**PAGE TEXT:**
====================
Parent Class without Virtual Destructor Method

Description

Parent Class without Virtual Destructor Method occurs when a parent class that contains one or more child classes does not have a virtual destructor method. In C++, when an object of a derived class is deleted through a pointer to the base class, and the base class destructor is not virtual, only the base class destructor is called. This leads to incomplete destruction where derived class resources are not properly cleaned up, causing memory leaks, resource leaks, and potentially undefined behavior.

Risk

Missing virtual destructors have direct security implications. Resource leaks from incomplete destruction can lead to denial of service. Memory leaks accumulate over time, eventually exhausting system memory. File handles, network connections, or locks may not be released. The undefined behavior from improper destruction can be exploited. Security-sensitive cleanup code in derived classes may not execute, leaving sensitive data in memory. The reliability issues can be triggered by attackers to cause system instability.

Solution

Always declare destructors as virtual in base classes that are intended to be inherited from. If a class has any virtual method, its destructor should also be virtual. Consider using the C++11 override and final keywords for clarity. Use static analysis tools that detect missing virtual destructors. In modern C++ (C++11+), use smart pointers which help manage object lifetimes. Apply the Rule of Five: if you define any of destructor, copy constructor, copy assignment, move constructor, or move assignment, define all five. Use abstract base classes with pure virtual destructors when appropriate.

Common Consequences

Impact	Details
Availability	Scope: Availability DoS: Resource Consumption - Memory and resource leaks from incomplete destruction can exhaust system resources.
Other	Scope: Other Reduce Reliability - Undefined behavior from improper destruction causes unpredictable crashes.
Confidentiality	Scope: Confidentiality Read Memory - Sensitive data in derived class may not be properly cleared.

Example Code

Vulnerable Code

// Vulnerable: Base class without virtual destructor
class VulnerableBase {
protected:
    char* buffer;
    size_t size;

public:
    VulnerableBase(size_t s) : size(s) {
        buffer = new char[size];
    }

    // Vulnerable: Non-virtual destructor!
====================
Pick up the page on parent classes lacking a virtual destructor right after its last line and keep writing it.
====================
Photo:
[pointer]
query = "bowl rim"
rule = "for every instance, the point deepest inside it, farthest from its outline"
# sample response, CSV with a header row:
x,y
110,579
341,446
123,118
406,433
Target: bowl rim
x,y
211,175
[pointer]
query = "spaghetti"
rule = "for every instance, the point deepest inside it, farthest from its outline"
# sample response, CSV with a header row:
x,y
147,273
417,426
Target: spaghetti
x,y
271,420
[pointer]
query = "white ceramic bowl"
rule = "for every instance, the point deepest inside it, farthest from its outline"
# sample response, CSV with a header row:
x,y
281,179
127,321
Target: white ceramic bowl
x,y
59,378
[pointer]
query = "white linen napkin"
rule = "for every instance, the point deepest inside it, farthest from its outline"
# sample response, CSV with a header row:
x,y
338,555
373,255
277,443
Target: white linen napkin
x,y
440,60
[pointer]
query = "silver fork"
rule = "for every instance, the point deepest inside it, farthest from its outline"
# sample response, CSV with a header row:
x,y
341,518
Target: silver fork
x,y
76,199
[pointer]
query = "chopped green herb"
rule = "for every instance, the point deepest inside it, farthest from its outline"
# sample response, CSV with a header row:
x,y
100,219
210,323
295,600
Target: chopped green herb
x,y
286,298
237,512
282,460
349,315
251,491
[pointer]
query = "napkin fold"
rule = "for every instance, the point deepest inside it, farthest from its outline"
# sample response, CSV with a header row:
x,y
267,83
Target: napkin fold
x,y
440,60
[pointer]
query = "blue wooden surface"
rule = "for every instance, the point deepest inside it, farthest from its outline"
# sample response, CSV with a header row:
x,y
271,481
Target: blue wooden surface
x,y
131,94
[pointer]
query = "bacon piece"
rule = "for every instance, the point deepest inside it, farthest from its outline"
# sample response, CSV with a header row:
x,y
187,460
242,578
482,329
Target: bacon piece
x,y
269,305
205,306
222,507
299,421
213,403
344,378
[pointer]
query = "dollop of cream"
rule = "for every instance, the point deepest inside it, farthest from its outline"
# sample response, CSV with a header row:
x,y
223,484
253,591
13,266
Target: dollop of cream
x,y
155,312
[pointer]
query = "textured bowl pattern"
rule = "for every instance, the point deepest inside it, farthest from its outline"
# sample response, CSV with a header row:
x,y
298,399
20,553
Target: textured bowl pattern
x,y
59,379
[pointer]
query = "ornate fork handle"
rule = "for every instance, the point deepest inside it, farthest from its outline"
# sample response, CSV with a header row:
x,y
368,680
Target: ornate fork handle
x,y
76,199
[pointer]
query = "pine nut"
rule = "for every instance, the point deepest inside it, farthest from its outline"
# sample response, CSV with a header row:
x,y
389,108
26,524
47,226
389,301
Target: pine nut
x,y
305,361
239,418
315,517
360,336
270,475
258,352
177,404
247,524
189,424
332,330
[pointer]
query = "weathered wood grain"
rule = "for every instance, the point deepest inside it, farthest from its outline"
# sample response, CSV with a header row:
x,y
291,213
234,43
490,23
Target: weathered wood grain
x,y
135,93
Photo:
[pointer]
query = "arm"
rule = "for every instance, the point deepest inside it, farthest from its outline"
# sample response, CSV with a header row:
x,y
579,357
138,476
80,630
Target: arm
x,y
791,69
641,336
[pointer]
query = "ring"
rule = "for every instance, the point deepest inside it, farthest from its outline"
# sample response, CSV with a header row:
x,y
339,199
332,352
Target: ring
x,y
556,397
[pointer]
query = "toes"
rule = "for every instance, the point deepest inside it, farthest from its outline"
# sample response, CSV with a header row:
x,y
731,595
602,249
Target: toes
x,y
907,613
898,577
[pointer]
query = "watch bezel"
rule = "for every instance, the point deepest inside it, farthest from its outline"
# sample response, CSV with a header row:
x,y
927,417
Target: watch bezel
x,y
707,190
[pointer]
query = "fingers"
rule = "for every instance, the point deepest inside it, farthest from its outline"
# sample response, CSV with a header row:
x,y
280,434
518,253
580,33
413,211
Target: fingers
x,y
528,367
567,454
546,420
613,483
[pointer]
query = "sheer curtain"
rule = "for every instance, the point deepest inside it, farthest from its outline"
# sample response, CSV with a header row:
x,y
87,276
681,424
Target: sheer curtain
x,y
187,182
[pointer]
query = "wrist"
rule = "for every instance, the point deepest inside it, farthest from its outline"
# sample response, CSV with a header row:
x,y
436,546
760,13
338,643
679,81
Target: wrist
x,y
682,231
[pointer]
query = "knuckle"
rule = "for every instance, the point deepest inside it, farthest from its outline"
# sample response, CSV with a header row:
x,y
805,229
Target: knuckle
====================
**TASK RESULT:**
    ~VulnerableBase() {
        delete[] buffer;
        std::cout << "Base destructor called" << std::endl;
    }

    virtual void process() {
        // Virtual method but non-virtual destructor
    }
};

class VulnerableDerived : public VulnerableBase {
private:
    char* sensitiveData;
    int* largeArray;
    std::ofstream logFile;

public:
    VulnerableDerived(size_t s) : VulnerableBase(s) {
        sensitiveData = new char[1024];
        strcpy(sensitiveData, "SECRET_KEY_12345");

        largeArray = new int[100000];  // Large allocation

        logFile.open("app.log");
    }

    ~VulnerableDerived() {
        // This destructor is NEVER called when deleting through base pointer!
        std::memset(sensitiveData, 0, 1024);  // Security: clear sensitive data
        delete[] sensitiveData;
        delete[] largeArray;
        logFile.close();
        std::cout << "Derived destructor called" << std::endl;
    }

    void process() override {
        // Process implementation
    }
};

void vulnerableUsage() {
    // Using base pointer to derived object
    VulnerableBase* obj = new VulnerableDerived(100);

    obj->process();

    // Vulnerable: Only VulnerableBase destructor called!
    delete obj;
    // Output: "Base destructor called" (only!)

    // Leaked: sensitiveData, largeArray
    // Not closed: logFile
    // Security: sensitive data remains in memory!
}

// Vulnerable: Abstract base without virtual destructor
class VulnerableInterface {
public:
    // Vulnerable: Non-virtual destructor in interface
    ~VulnerableInterface() {}

    virtual void doSomething() = 0;
    virtual void doSomethingElse() = 0;
};

class VulnerableImplementation : public VulnerableInterface {
private:
    std::unique_ptr<char[]> data;
    std::vector<std::string> logs;

public:
    VulnerableImplementation() : data(new char[4096]) {
        logs.reserve(1000);
    }

    ~VulnerableImplementation() {
        // Never called when deleted through interface pointer!
        clearLogs();
    }

    void doSomething() override {}
    void doSomethingElse() override {}

private:
    void clearLogs() {
        logs.clear();
        logs.shrink_to_fit();
    }
};

void vulnerableFactoryUsage() {
    std::vector<VulnerableInterface*> objects;

    // Create many objects
    for (int i = 0; i < 1000; i++) {
        objects.push_back(new VulnerableImplementation());
    }

    // Cleanup - only base destructors called!
    for (auto obj : objects) {
        delete obj;  // Memory leak for each object!
    }
    // 4MB+ leaked (4096 * 1000)
}

// Vulnerable: Template base class
template<typename T>
class VulnerableContainer {
protected:
    T* elements;
    size_t count;

public:
    VulnerableContainer(size_t n) : count(n) {
        elements = new T[count];
    }

    // Vulnerable: Non-virtual destructor in template
    ~VulnerableContainer() {
        delete[] elements;
    }

    virtual T& get(size_t index) {
        return elements[index];
    }
};

template<typename T>
class VulnerableSecureContainer : public VulnerableContainer<T> {
private:
    bool* accessFlags;
    T* encryptedCopy;

public:
    VulnerableSecureContainer(size_t n) : VulnerableContainer<T>(n) {
        accessFlags = new bool[n];
        encryptedCopy = new T[n];
    }

    ~VulnerableSecureContainer() {
        // Never called via base pointer!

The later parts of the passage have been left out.